- Action item -
May I please have every record restated word for word, with the images left out?

(Beginning of Exercise materials)

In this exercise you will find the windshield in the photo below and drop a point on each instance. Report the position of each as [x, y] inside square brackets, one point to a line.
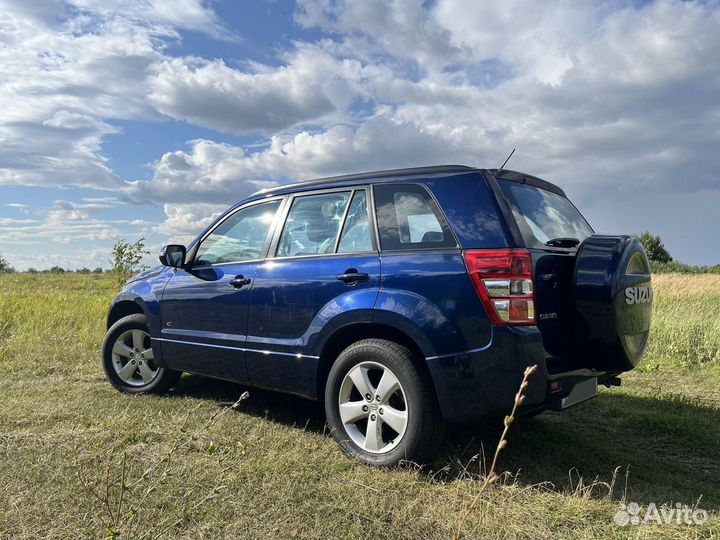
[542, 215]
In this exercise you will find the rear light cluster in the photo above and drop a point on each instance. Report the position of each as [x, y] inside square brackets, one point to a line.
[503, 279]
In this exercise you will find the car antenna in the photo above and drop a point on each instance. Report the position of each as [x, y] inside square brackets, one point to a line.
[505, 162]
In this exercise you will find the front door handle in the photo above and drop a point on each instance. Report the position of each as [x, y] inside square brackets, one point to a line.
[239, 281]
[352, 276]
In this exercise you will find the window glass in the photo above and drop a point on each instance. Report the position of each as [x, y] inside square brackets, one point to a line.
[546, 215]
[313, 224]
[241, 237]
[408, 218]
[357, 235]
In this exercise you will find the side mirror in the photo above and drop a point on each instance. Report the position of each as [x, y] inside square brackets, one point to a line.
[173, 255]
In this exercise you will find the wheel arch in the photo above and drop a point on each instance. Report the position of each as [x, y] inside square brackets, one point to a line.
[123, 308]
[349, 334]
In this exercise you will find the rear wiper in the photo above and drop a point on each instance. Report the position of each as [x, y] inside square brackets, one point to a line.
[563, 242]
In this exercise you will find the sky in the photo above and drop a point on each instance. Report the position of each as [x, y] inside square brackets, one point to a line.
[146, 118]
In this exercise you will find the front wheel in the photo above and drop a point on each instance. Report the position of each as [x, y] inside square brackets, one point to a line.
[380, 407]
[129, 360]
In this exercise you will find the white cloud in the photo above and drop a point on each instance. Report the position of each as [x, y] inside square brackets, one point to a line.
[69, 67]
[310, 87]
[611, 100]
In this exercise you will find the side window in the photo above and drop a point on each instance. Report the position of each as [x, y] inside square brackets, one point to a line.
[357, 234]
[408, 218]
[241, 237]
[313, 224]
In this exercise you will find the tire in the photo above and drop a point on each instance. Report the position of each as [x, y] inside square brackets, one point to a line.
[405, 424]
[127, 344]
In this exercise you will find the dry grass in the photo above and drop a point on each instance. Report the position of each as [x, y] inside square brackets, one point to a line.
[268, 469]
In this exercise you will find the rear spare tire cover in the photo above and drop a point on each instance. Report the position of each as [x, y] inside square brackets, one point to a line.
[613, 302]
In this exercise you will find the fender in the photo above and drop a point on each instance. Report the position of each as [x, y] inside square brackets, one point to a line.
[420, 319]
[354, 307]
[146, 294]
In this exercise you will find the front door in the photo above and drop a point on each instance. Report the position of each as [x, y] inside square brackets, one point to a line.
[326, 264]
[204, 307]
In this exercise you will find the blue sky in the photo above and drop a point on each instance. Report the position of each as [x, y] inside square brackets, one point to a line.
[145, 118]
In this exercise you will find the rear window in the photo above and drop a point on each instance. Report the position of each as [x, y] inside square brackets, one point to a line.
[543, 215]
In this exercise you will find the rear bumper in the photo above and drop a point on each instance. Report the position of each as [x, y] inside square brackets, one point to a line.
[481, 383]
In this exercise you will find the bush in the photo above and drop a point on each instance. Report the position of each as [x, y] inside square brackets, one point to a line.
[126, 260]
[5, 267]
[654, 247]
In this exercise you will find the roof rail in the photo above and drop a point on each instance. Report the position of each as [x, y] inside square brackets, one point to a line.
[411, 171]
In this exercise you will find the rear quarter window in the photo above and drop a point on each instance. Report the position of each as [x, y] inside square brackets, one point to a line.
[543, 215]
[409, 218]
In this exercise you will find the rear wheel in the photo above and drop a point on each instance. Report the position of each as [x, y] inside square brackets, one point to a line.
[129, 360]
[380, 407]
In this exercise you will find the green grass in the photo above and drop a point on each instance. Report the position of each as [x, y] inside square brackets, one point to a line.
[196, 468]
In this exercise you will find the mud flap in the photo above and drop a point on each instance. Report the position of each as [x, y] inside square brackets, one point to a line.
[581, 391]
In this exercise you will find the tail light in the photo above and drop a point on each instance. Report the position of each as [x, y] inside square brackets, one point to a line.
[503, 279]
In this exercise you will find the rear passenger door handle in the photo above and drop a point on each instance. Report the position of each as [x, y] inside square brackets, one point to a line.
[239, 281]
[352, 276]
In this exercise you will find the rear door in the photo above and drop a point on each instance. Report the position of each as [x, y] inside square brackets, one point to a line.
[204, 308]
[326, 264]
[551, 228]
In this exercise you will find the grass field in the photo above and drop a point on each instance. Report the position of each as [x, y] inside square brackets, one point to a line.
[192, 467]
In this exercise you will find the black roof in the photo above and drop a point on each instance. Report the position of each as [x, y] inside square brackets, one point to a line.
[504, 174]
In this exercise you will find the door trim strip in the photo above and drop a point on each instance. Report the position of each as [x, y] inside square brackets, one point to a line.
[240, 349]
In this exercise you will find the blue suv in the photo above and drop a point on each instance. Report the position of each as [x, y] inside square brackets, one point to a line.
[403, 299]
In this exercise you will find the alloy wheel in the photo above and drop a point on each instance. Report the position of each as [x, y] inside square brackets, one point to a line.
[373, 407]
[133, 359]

(End of Exercise materials)

- Solution -
In this exercise you will find the windshield in the photo below and drop a point on each instance. Report the position of each as [x, y] inside square brackets, one point to a line.
[542, 215]
In this exercise you will find the rear light cluster in the photo above and drop a point on each instance. Report the position of each as [x, y] inside square brackets, one point to a line.
[503, 279]
In this exercise you will find the car antenna in the photo above and drop a point on each instance. Report the position of each as [x, y] inside square brackets, one point to a line.
[505, 162]
In this exercise you will find the front door handle in the photo above and drop a point on each instance. Report the position of each as [x, y] inside square brackets, one point to a line.
[239, 281]
[352, 276]
In this exercise you will find the window glass in the photo above and drop a point on each instance. Report the position of each as [x, y] inside square brackets, one point to a line.
[546, 215]
[313, 224]
[241, 237]
[408, 218]
[357, 235]
In this exercise you will find the side mirror in the photo above and drop a point on each instance. Report the position of each as [x, y] inside square brackets, one point to a line.
[173, 255]
In this exercise you will find the wheel arch in the photo above and drop a point on each instance. Report the position of each as [x, y] inside square brackets, one point to a line.
[123, 308]
[349, 334]
In this exercise you will find the rear wiper in the photo above and drop a point on each instance. Report the position of each as [x, y] inside square brackets, one point to a line.
[563, 242]
In this exercise you will find the sky in the photo above and drop a point on each instance. Report the position of each as [x, y] inside square brackets, one point to a line.
[146, 118]
In this exercise you will find the front wheel in the photo above and drop a point on each instance. Report the position of each as [x, y] inside square brackets, one point to a line.
[380, 407]
[129, 360]
In this exercise you will find the white cloud in the photo above and drop a point on each instance. Report the position of each as [x, y] inside square brackets, one point to a line.
[69, 67]
[310, 87]
[611, 100]
In this exercise you will find the side window in the photo above and drop a point on each instance. Report the position of each as [x, y] inside square brackets, one point to a line.
[357, 234]
[408, 218]
[241, 237]
[313, 224]
In this exercise you will find the tire in the photo above and drop a point on each instance. Report the position of each as [x, y] inside square brackets, one point to a line.
[405, 424]
[127, 344]
In this exercise you will find the dry grass in the photo above and drop a point on each instance. Report the position of each as [x, y] inside square brackets, one point to a line.
[268, 469]
In this exercise you will find the rear spare tire cover in the photo above and drop a point on each instance. Report the position of each as [x, y] inside square brackets, one point to a line.
[613, 302]
In this exercise you will find the fender in the photo above and drop a point on each instance. Report the position of each as [x, y] inside square brackets, one point to a line.
[420, 319]
[354, 307]
[146, 294]
In this exercise you will find the front door in the photo above and drop a point on each instance. Report the position of each as [x, y] inside square brackets, one point to a line.
[326, 264]
[204, 307]
In this exercise you will find the blue sky in the photo above and drop a point on each instance. Report the position of each as [x, y] inside square brackets, one point to a line.
[145, 118]
In this exercise you will find the rear window in the photo above and drop a point on each instance. Report the position of each as [x, y] inside square brackets, one point to a line.
[543, 215]
In this exercise you will find the rear bumper in the photo above and drop a point on each instance. Report the position of each as [x, y] inside square brackets, one point to a line.
[481, 383]
In this exercise you will find the bush in the photo above and drop a point on each instance. Report the position of each as [x, y] inside square brackets, one point to a line.
[126, 260]
[5, 267]
[654, 247]
In this exercise you will find the roof rail in the photo above and drop a point on each instance. Report the position of each as [x, y] inside square brackets, one point to a line.
[411, 171]
In this exercise you will find the rear quarter window in the photo above and drop a point on each instance. Report the position of each as [x, y] inside square brackets, one point to a line.
[543, 215]
[409, 218]
In this exercise you will find the rear wheel in the photo above and drop a point on each instance. Report the position of each as [x, y] inside square brackets, one point to a line.
[129, 360]
[380, 407]
In this exercise you will find the green grass in the photo above and drop a point on each instance. Report the position of each as [x, y] inside square brackets, one point to a line.
[196, 468]
In this exercise you will find the mud flap in the photo above and drop a point on each instance. Report the position of each as [x, y] inside square brackets, one point to a line.
[581, 391]
In this exercise you will find the tail light in the photo above and drop a point on each instance. Report the position of each as [x, y] inside square brackets, one point to a line.
[503, 279]
In this exercise you will find the rear passenger door handle in the photo above and drop a point on each instance. Report the position of each as [x, y] inside square brackets, one point to a line.
[239, 281]
[352, 276]
In this exercise you will find the rear door in the photo above and drop a point on each instance. Report the position of each as [x, y] inside square brackets, one point to a line.
[204, 308]
[326, 264]
[551, 228]
In this exercise you will find the grass field in the photo above and drop a point on each instance. Report the position of each as [x, y] inside square brackets, one point to a line.
[192, 467]
In this exercise you will find the black roof in the photo above and drop a point on each instance. Report the position of each as [x, y] inside square brackets, one point to a line.
[504, 174]
In this exercise you will find the door trim strip in the photo above and drop a point on each instance. Report the position of each as [x, y] inside square brackets, one point to a line.
[240, 349]
In this exercise you will find the blue suv in the photo above and drop a point on each instance. Report the position of each as [x, y] inside square brackets, one point to a line.
[403, 299]
In this exercise you will find the alloy wheel in the photo above and drop a point on each instance. Report the position of each as [x, y] inside square brackets, one point to a line.
[373, 407]
[133, 359]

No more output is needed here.